EXTRACTED INFORMATION:

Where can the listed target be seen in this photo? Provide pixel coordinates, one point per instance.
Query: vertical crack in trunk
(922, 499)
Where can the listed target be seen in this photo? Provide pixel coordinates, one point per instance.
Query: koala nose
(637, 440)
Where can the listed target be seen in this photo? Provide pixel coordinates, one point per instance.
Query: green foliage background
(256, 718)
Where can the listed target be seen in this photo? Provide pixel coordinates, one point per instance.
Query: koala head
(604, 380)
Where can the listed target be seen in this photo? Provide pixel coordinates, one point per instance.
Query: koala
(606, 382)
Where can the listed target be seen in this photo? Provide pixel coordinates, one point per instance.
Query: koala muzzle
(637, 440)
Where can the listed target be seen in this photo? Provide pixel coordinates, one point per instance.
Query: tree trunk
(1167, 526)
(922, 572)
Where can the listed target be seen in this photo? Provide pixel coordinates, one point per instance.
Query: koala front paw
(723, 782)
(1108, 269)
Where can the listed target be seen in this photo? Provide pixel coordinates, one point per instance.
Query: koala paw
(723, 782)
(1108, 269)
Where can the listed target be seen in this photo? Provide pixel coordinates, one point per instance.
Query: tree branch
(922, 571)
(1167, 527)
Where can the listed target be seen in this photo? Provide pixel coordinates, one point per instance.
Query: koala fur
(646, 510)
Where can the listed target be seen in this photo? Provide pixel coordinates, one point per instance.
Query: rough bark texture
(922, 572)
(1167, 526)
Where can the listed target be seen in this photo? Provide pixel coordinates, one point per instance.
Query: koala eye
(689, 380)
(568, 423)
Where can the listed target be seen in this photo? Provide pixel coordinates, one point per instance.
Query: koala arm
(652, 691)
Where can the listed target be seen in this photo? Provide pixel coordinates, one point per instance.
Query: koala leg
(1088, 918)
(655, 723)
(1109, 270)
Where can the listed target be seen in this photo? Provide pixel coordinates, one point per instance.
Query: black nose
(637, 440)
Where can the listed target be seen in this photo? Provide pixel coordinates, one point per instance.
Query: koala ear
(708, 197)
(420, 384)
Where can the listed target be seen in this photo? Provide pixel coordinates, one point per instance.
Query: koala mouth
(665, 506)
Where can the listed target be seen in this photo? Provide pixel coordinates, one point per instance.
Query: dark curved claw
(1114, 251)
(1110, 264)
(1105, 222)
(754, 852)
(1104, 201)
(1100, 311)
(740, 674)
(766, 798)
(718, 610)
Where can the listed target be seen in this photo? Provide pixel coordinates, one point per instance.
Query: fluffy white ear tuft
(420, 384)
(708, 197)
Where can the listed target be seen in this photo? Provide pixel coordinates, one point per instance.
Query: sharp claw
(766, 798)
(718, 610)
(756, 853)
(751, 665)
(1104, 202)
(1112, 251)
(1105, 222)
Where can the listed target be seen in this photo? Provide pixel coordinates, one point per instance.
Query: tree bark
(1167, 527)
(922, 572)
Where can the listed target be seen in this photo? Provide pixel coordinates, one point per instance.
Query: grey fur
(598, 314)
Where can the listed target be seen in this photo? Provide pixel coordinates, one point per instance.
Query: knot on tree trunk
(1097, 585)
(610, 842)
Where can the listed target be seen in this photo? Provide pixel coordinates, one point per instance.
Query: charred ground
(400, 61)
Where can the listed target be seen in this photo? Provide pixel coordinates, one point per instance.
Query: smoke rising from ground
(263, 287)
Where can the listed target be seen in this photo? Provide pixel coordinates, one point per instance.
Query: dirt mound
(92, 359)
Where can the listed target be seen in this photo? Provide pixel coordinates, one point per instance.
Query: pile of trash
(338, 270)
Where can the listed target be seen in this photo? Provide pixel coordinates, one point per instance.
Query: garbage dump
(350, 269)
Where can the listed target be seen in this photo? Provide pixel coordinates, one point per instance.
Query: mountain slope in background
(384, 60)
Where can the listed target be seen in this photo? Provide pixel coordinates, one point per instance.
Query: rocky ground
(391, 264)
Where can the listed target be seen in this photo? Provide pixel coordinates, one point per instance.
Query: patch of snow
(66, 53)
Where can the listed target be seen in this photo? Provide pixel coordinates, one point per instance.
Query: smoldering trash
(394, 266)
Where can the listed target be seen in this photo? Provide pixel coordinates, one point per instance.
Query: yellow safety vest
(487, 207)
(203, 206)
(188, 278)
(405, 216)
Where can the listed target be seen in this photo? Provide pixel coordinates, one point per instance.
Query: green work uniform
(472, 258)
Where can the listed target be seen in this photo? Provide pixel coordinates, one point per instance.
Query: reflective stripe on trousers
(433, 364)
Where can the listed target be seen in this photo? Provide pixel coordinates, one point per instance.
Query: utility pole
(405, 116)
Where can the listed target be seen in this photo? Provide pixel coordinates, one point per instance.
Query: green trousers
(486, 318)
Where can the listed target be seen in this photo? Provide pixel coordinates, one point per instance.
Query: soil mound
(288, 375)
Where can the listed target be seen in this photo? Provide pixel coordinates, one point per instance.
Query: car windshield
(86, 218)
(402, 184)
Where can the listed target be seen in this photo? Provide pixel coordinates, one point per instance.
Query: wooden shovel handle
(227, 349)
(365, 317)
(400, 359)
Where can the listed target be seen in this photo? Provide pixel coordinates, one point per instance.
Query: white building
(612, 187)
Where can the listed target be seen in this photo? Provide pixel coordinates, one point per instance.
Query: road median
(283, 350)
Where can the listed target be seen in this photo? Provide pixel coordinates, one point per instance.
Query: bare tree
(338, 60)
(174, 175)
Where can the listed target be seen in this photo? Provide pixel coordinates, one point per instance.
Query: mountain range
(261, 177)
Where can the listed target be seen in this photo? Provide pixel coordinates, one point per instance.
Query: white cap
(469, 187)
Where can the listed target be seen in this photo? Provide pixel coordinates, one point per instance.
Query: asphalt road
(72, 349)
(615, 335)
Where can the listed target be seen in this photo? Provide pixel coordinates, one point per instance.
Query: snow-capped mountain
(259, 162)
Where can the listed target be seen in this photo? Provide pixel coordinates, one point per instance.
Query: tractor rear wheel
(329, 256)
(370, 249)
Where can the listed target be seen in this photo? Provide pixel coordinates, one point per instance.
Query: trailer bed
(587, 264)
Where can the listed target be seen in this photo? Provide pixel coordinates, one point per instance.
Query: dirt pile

PROBLEM TO WORK ON: Reproduce every entry shown above, precisely as it stands.

RESULT OF THIS EXERCISE:
Where can the listed target be seen in this photo? Provide pixel coordinates, one point per instance.
Query: vertical crack in trunk
(922, 499)
Where can the listed target be seen in this photo? Provide pixel coordinates, one point per instance.
Query: koala nose
(637, 440)
Where can the listed target be seen in this photo? Provide pixel coordinates, one point per instance.
Query: green foliage background
(256, 718)
Where can the listed target be seen in this photo? Provide pixel coordinates, one point per instance.
Query: koala head
(604, 380)
Where can the listed target be seen in this photo? Provide pixel coordinates, one point per instance.
Query: koala
(606, 382)
Where can the listed target be seen in this photo? Provide pixel coordinates, one point per instance.
Query: koala muzzle
(637, 440)
Where can the listed target be seen in this photo? Provide pixel coordinates, one point per instance.
Query: tree trunk
(1167, 526)
(922, 572)
Where can the listed target be seen in this photo? Provide pixel coordinates, one point per instance.
Query: koala front paw
(723, 782)
(1108, 269)
Where can the listed target be seen in this photo? Provide pixel coordinates, one point per instance.
Query: koala paw
(723, 782)
(1108, 269)
Where can the listed target be seen in this photo? Provide pixel coordinates, one point per instance.
Query: tree branch
(922, 571)
(1167, 527)
Where can the listed target be seen in this photo? Provide pixel coordinates, one point per instance.
Query: koala fur
(646, 510)
Where can the listed target be seen in this photo? Provide pixel coordinates, one point per instance.
Query: rough bark texture
(922, 572)
(1167, 526)
Where can the listed target be seen in this photo? Provide pixel coordinates, one point per instance.
Query: koala eye
(689, 380)
(568, 423)
Where can the listed target be seen in this photo? Provide pixel coordinates, one point per instance.
Query: koala arm
(652, 691)
Where can the listed target be seen in this photo? Provide pixel coordinates, one point per instance.
Query: koala leg
(1088, 918)
(655, 723)
(1109, 270)
Where can the listed target be seen in this photo? Provide pixel coordinates, one point per instance.
Query: black nose
(637, 440)
Where can the listed target be seen in this photo? Provide pixel coordinates, one point per instance.
Query: koala ear
(708, 197)
(420, 384)
Where can the listed target be seen in this photo? Provide pixel coordinates, one point per instance.
Query: koala mouth
(665, 506)
Where can the listed target be seen in this photo? Provide pixel coordinates, one point per instance.
Query: dark curved claw
(1114, 251)
(1110, 264)
(1105, 222)
(754, 852)
(1104, 201)
(1100, 311)
(740, 674)
(766, 798)
(718, 610)
Where can the listed target be seen in this photo? Provide pixel coordinates, one point per instance.
Query: fluffy white ear tuft
(420, 384)
(708, 197)
Where can the listed target be seen in this photo? Provide pixel coordinates, one point per instance.
Query: sharp claw
(766, 798)
(718, 610)
(756, 853)
(751, 665)
(1104, 202)
(1112, 251)
(1105, 222)
Where can the listed target be seen in this photo? Provide pixel coordinates, one point per instance.
Query: tree bark
(1167, 527)
(922, 572)
Where can the listed target be seen in this photo? Provide pixel coordinates, one point per instance.
Query: grey fur
(598, 314)
Where can the listed target be seen in this photo? Provide pixel coordinates, one point per instance.
Query: knot on tree trunk
(1097, 585)
(610, 842)
Where can the listed target be seen in this photo? Provide pixel coordinates, one point per instance.
Query: charred ground
(400, 61)
Where can the listed target be seen in this photo? Provide pixel coordinates, one point per instance.
Query: smoke rising from ground
(263, 287)
Where can the listed target be seen in this photo? Provide pixel coordinates, one point per instance.
Query: dirt mound
(92, 359)
Where can the listed target be seen in this photo? Provide pixel coordinates, one point per instance.
Query: pile of trash
(338, 270)
Where can the listed target be seen in this photo? Provide pixel coordinates, one point per instance.
Query: garbage dump
(350, 269)
Where can the listed target be seen in this photo? Provide pixel coordinates, one point per instance.
Query: mountain slope in background
(384, 60)
Where can the listed target be seen in this photo? Provide pixel coordinates, one point per instance.
Query: rocky ground
(391, 264)
Where can the listed target be seen in this photo? Provide pixel coordinates, one point per instance.
Query: patch of snow
(66, 53)
Where can the listed target be seen in this photo? Provide pixel coordinates, one point per instance.
Query: smoldering trash
(394, 266)
Where can the listed target be seen in this photo? Provide pixel coordinates, one point per instance.
Query: yellow safety vest
(487, 207)
(203, 206)
(188, 278)
(405, 216)
Where can the listed target be seen in this photo? Provide pixel coordinates, one point per instance.
Query: green work uniform
(472, 258)
Where can the listed target be seen in this photo? Provide pixel coordinates, one point per instance.
Query: reflective stripe on trousers
(433, 364)
Where can the listed target be seen in this photo? Provide pixel coordinates, one point per instance.
Query: utility pole
(405, 116)
Where can the listed target be seen in this photo? Provide pixel coordinates, one point per instance.
Query: green trousers
(486, 318)
Where can the listed target be seen in this photo? Provide pixel coordinates, one point per instance.
Query: soil mound
(288, 375)
Where can the listed target be seen in this photo? Provide pixel coordinates, one point per instance.
Query: car windshield
(86, 218)
(402, 184)
Where can the listed target be seen in this photo? Provide pixel coordinates, one point per instance.
Query: wooden shovel handle
(227, 349)
(365, 317)
(400, 359)
Where can the listed target be seen in this photo? Provide pixel coordinates, one point per instance.
Query: white building
(612, 187)
Where can the listed target be seen in this photo? Provide pixel coordinates, one point per instance.
Query: road median
(283, 350)
Where can the listed target be seen in this photo? Provide pixel coordinates, one point per instance.
Query: bare tree
(338, 60)
(174, 175)
Where can the listed target be seen in this photo? Provide pixel coordinates, one point per instance.
Query: mountain range
(261, 177)
Where can the listed target be seen in this photo? Provide pixel coordinates, one point per instance.
Query: white cap
(469, 187)
Where can the listed target be seen in this photo? Provide pixel coordinates, one point per instance.
Query: asphalt road
(72, 349)
(615, 335)
Where can the listed target be seen in this photo? Provide pixel coordinates, one point per instance.
Query: snow-capped mountain
(259, 162)
Where can the listed target be seen in this photo? Provide pixel coordinates, one point per instance.
Query: tractor rear wheel
(329, 256)
(370, 249)
Where can the listed target be seen in this photo? Provide pixel coordinates, one point per instance.
Query: trailer bed
(587, 264)
Where can the listed target be seen in this photo? Provide pixel coordinates, one point per instance.
Query: dirt pile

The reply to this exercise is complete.